### [Provided entries]
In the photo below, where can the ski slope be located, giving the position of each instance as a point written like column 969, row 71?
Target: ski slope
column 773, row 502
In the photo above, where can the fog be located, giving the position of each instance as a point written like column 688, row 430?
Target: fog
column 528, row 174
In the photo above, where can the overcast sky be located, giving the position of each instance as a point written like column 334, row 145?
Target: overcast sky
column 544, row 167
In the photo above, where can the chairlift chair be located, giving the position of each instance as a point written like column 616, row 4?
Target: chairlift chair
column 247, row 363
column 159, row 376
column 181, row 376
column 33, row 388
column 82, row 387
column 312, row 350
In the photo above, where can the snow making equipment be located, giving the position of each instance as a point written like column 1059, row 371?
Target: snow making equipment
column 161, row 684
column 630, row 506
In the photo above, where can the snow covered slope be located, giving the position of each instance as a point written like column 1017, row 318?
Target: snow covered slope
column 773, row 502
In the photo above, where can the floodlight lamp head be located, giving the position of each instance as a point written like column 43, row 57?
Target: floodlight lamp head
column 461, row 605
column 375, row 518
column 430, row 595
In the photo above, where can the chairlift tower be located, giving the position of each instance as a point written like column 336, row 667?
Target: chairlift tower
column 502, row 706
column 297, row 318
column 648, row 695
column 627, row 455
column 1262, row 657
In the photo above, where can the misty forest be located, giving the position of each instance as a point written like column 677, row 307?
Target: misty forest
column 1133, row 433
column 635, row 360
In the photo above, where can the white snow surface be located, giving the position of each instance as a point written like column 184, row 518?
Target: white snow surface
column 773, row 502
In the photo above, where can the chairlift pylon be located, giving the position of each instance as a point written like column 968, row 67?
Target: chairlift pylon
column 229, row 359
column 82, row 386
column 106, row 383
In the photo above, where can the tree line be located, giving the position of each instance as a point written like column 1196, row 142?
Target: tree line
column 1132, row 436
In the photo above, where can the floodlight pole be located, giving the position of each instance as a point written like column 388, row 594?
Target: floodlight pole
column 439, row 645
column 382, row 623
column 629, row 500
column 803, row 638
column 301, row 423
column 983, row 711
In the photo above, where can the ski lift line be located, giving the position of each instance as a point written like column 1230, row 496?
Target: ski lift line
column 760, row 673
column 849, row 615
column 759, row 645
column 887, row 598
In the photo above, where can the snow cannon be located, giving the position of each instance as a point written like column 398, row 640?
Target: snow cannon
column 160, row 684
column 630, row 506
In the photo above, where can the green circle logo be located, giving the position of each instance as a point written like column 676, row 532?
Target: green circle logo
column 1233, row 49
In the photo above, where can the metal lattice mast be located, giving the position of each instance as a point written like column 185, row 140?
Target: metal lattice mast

### [Exercise details]
Every record must appear in the answer exactly as it appears above.

### [Solution]
In the photo below, where can the ski slope be located, giving the position of each instance as a point written like column 969, row 71?
Target: ski slope
column 773, row 502
In the photo above, where can the fog be located, giving the position of each instance as a point written like column 688, row 430?
Target: fog
column 528, row 174
In the photo above, where can the overcast sky be located, giving the position of each instance as a point written like column 334, row 145?
Target: overcast sky
column 544, row 167
In the photo above, where can the chairlift chair be located, giving the position of each instance as a point written like column 616, row 4?
Target: chairlift chair
column 247, row 363
column 159, row 376
column 181, row 376
column 33, row 388
column 82, row 387
column 312, row 350
In the photo above, where can the snow making equipment be located, giving the position of each instance as a point written like column 1059, row 371?
Target: snow making equipment
column 161, row 684
column 630, row 506
In the photo above, where can the snow covered slope be located, giving the position of each instance as a point written like column 1017, row 318?
Target: snow covered slope
column 773, row 502
In the photo above, where can the floodlight lamp head be located, giving the position of each instance as a point written like column 43, row 57?
Target: floodlight lamp head
column 461, row 605
column 375, row 518
column 430, row 595
In the photo above, where can the chairlift tower be located, giving the position of each instance as a point written like column 336, row 667?
Target: chairlift tower
column 502, row 706
column 297, row 318
column 648, row 695
column 627, row 455
column 1262, row 657
In the photo above, where can the misty forest be located, giving the position of each instance as a point written like column 677, row 307?
Target: misty forest
column 1133, row 433
column 635, row 360
In the photo above, where can the white snow surface be located, giving the position of each instance as a point written like column 184, row 518?
Target: white snow surface
column 773, row 502
In the photo above, where can the chairlift pylon be located, giving the position of each instance as a point written like column 968, row 67?
Target: chairlift pylon
column 229, row 359
column 82, row 386
column 106, row 383
In the photo above, where can the tree line be located, giving the position of each instance as a point written like column 1196, row 142?
Target: tree line
column 1132, row 436
In the photo above, where can the floodlight pole be located, giving the position of each instance as a point written like column 388, row 594?
Target: floodlight pole
column 439, row 645
column 382, row 623
column 629, row 500
column 803, row 638
column 301, row 423
column 983, row 711
In the photo above, where can the ski lift line be located, giving the position of each instance as a point written like column 1230, row 496?
Target: ski lift line
column 760, row 673
column 849, row 615
column 759, row 645
column 887, row 598
In the photo above, where can the snow cannon be located, giving the position of each instance as a point written like column 398, row 640?
Target: snow cannon
column 160, row 684
column 630, row 506
In the photo above, where can the green circle logo be located, giving the position of each instance as a point written like column 676, row 532?
Target: green circle logo
column 1233, row 49
In the photo above, where can the metal lattice mast be located, giving the position of each instance as a point written like column 185, row 140?
Target: metal lattice mast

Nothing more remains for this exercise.